Instruction: Restate each entry word for word, leaving nothing out.

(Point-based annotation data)
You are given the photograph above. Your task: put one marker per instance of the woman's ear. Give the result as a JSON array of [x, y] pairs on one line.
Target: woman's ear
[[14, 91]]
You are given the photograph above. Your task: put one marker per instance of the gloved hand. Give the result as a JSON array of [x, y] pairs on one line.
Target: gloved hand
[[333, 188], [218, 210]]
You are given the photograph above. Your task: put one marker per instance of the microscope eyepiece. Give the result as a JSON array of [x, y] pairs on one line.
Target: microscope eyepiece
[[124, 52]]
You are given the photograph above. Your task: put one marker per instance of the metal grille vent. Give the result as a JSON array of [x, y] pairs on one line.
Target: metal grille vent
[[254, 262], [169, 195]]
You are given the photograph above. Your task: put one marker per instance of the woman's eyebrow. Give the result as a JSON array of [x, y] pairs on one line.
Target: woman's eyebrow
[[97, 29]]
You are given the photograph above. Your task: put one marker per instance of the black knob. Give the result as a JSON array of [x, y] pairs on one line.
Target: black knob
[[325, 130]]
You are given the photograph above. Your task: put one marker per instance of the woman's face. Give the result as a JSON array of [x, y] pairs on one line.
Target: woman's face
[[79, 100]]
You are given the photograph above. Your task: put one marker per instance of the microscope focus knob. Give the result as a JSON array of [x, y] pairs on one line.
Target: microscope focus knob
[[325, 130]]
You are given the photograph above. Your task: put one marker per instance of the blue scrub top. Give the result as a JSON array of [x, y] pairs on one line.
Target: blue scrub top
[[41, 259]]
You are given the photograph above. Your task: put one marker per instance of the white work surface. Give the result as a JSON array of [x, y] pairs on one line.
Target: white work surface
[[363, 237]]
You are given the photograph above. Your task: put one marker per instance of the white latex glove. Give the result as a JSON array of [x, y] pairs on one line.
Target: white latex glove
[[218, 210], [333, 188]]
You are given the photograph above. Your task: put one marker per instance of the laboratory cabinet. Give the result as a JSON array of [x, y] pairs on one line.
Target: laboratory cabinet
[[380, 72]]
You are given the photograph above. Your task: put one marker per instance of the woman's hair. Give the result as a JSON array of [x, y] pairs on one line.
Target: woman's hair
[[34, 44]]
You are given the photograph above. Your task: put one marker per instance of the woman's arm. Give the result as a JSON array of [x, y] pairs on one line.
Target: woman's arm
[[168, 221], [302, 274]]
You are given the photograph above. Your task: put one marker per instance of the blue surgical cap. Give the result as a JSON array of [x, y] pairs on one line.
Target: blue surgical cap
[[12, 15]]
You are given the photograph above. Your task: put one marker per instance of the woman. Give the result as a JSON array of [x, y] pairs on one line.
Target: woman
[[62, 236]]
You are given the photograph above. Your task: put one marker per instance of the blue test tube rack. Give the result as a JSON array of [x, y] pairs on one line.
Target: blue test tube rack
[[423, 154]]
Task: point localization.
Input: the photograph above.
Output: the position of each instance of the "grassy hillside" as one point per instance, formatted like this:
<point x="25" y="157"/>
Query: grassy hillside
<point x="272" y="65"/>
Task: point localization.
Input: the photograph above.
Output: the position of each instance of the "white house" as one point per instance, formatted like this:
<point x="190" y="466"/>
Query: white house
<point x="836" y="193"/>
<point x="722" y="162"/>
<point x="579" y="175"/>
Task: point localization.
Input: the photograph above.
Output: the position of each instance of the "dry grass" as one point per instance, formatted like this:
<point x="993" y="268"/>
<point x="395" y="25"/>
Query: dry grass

Complete response:
You are given the photograph above. Your task: put one marker per instance of the woman's ear. Give the result as a JSON array of [x, y] pairs on one line.
Target: woman's ear
[[14, 91]]
You are given the photograph above. Your task: put one marker per instance of the gloved hand. Give the result as a JSON array of [x, y] pairs on one line.
Target: gloved hand
[[333, 188], [218, 210]]
You are given the photograph above. Your task: put one marker per instance of the microscope eyepiece. Give the result as a JSON array of [x, y] pairs on one line.
Target: microscope eyepiece
[[124, 52]]
You are given the photograph above. Your task: put one marker per instance of the metal grille vent. Give the result as a JSON array of [x, y] pairs on one line.
Target: metal grille vent
[[254, 262], [169, 195]]
You are given the photograph above. Your task: put one marker per instance of the woman's eyebrow. Give the result as a JSON array of [x, y] pairs on one line.
Target: woman's eyebrow
[[97, 29]]
You are given the photograph above. Your task: put one marker per instance of the black knob. Give the result as a JSON array of [x, y] pairs on one line.
Target: black knob
[[325, 130]]
You are given the photograph above. Your task: put one marker per instance of the woman's face. Give the result as a JSON array of [x, y] pairs on one line.
Target: woman's face
[[79, 100]]
You are given the photograph above. Your task: put one marker per instance of the microscope focus knob. Give the result as a JSON array of [x, y] pairs on one line.
Target: microscope focus knob
[[325, 130]]
You are given the photograph above. Your task: put one marker per instance of the blue scrub top. Give the result as a JSON array of [x, y] pairs on one line.
Target: blue scrub top
[[41, 259]]
You are given the photograph above. Your task: put one marker per instance of the white work surface. Give the result as a JSON array of [x, y] pairs on one line.
Target: white work surface
[[363, 237]]
You are given the photograph above. Your task: put one marker per instance of the white latex glove. Give the result as a JSON array of [x, y] pairs on one line.
Target: white latex glove
[[218, 210], [333, 188]]
You are given the photograph above. Your task: put one marker per instance of the laboratory cabinet. Give the result as a JSON array of [x, y] pairs on one line.
Target: laboratory cabinet
[[380, 72]]
You are given the photograph above. Your task: put one marker per instance of the woman's hair. Give the result as a JSON array of [x, y] pairs on one line.
Target: woman's hair
[[34, 44]]
You are given the photograph above. Your task: put one marker per instance of the woman's arm. Give the result as a JSON array of [x, y] pairs on one line.
Target: woman's arm
[[168, 221], [302, 274]]
You are given the photograph above. Your task: put one marker per instance of the blue surgical cap. Give the result as a JSON array of [x, y] pairs on one line.
Target: blue surgical cap
[[12, 15]]
You are given the photograph above. Your task: put one marker per instance of the woman. Give the result as a JSON array of [x, y] pairs on one line.
Target: woman
[[62, 236]]
You are given the photograph above. Your task: put one marker per instance of the blue test tube rack. Give the result as a JSON array of [x, y] pairs on one line.
Target: blue test tube rack
[[423, 154]]
Task: point localization.
Input: the photograph above.
Output: the position of each instance of the "grassy hillside" as one point per instance, formatted like this:
<point x="25" y="157"/>
Query: grassy hillside
<point x="272" y="65"/>
Task: point localization.
Input: the photograph above.
Output: the position of each instance of the "white house" as one point per instance, formatted like this:
<point x="190" y="466"/>
Query: white house
<point x="836" y="193"/>
<point x="722" y="162"/>
<point x="579" y="175"/>
Task: point localization.
Input: the photograph above.
Output: the position of each instance of the "dry grass" as one point per instance, formatted like this:
<point x="993" y="268"/>
<point x="395" y="25"/>
Query: dry grass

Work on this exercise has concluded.